**Requirement:** Exactly the lines from the start of the data below through the line containing "target | flower stamen" must be returned, and no others.

**Data extract:**
○ ○ ○ ○ ○ ○ ○

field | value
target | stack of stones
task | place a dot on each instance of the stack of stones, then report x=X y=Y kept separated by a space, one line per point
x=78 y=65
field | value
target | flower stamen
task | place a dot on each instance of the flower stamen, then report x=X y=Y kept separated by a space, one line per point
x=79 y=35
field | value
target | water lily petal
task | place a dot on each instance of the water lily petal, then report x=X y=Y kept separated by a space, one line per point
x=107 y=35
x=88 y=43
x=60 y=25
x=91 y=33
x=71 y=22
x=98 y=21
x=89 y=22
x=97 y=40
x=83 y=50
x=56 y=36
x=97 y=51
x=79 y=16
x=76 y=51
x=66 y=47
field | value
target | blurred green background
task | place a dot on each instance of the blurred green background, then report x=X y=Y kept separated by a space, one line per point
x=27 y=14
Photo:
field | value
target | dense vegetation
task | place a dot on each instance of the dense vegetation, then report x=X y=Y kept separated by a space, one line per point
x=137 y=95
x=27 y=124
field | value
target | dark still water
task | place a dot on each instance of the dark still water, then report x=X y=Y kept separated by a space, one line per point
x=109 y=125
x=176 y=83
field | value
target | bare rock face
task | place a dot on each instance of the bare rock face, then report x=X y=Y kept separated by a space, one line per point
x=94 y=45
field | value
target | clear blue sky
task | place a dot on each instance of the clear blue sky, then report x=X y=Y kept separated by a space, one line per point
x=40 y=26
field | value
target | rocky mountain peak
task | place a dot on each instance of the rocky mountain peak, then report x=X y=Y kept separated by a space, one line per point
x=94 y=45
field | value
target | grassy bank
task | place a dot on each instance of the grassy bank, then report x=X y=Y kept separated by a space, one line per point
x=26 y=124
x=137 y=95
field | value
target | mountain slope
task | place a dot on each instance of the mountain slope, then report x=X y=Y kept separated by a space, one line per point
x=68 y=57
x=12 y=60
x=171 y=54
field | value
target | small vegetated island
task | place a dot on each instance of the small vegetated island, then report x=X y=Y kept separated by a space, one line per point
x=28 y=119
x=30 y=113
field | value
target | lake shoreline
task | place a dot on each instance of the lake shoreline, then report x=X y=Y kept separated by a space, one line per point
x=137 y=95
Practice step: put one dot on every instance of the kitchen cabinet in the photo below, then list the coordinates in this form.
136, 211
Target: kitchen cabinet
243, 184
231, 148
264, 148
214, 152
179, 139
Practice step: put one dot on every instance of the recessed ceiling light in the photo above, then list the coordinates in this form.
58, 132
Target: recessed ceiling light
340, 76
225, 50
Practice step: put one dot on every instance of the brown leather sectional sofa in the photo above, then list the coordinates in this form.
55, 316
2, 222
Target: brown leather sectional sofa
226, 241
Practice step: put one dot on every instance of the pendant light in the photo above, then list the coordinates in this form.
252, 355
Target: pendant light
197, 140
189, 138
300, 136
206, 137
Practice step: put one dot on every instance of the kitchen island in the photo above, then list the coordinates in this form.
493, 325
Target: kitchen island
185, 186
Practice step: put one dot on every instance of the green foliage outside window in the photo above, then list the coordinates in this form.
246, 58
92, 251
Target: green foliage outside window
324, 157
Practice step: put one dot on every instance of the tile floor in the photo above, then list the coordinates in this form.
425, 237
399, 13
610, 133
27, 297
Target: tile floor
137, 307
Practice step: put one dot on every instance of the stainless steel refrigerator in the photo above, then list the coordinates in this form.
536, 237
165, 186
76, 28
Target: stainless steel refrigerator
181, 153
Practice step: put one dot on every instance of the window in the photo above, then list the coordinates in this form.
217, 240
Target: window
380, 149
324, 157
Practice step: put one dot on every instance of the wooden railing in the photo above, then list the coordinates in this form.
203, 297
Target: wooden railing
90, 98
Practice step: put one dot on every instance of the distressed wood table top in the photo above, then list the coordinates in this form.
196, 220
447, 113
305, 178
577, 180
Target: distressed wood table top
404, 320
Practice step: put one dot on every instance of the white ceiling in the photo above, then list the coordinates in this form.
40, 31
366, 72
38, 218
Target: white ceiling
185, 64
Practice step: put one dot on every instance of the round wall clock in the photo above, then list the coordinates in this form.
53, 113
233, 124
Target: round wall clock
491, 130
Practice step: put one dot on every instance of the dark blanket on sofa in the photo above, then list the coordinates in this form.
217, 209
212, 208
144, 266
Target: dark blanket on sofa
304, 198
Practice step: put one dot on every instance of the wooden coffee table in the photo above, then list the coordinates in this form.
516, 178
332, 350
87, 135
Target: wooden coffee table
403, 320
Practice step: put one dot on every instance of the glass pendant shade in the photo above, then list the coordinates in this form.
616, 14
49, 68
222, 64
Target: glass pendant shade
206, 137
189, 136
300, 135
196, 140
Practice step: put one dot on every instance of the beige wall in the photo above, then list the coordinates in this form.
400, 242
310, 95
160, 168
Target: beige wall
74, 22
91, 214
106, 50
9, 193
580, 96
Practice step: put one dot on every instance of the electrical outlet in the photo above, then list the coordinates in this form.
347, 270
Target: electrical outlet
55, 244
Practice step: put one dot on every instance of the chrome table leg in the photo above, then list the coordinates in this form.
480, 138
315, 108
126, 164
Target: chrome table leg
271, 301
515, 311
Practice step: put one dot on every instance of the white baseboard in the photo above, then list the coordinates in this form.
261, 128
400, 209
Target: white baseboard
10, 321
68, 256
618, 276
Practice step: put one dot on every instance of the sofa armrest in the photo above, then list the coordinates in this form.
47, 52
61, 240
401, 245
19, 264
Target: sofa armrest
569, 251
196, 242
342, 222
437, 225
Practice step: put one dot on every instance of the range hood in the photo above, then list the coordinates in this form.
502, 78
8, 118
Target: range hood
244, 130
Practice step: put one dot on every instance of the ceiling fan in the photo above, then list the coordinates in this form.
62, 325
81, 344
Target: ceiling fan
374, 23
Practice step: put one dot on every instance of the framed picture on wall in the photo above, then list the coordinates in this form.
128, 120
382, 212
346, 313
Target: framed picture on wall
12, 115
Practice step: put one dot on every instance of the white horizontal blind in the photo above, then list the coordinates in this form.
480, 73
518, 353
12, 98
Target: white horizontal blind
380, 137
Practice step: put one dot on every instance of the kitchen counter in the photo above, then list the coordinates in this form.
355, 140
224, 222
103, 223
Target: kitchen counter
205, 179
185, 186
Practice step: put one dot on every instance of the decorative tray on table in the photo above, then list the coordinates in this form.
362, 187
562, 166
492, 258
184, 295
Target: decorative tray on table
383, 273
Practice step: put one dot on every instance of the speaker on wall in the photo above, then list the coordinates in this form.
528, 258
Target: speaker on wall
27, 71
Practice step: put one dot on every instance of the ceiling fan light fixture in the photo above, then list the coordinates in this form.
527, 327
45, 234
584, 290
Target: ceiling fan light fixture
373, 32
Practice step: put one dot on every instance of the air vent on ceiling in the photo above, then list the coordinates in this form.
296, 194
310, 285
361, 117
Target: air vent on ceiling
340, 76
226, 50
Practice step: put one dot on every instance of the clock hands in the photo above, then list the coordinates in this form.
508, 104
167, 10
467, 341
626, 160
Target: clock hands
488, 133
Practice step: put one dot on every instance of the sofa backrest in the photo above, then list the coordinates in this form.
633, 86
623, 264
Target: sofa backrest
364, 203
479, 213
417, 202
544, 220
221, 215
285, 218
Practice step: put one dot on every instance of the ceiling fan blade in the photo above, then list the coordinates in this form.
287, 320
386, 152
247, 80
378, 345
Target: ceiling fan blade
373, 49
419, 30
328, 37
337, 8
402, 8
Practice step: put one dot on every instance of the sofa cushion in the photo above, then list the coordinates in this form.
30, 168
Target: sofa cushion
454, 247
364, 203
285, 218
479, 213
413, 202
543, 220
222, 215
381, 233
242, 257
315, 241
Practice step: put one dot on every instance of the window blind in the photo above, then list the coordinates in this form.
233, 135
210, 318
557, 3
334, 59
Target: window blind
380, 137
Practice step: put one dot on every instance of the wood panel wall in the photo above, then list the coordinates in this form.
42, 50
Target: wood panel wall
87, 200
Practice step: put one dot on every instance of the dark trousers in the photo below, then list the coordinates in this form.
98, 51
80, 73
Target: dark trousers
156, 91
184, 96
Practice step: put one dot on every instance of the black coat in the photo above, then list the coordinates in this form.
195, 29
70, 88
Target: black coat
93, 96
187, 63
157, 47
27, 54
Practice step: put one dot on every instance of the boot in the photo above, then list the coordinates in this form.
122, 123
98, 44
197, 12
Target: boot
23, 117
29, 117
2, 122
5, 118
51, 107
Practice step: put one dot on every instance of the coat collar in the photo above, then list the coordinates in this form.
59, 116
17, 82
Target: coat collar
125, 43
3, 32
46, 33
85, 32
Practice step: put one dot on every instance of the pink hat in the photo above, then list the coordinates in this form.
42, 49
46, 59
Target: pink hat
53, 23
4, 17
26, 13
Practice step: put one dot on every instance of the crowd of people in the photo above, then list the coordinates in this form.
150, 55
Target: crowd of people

○ ○ ○ ○ ○ ○ ○

**Exercise response:**
field | value
target | stack of stones
task | place a dot on each instance of the stack of stones, then report x=X y=Y kept separated by a space, one line per point
x=78 y=65
field | value
target | flower stamen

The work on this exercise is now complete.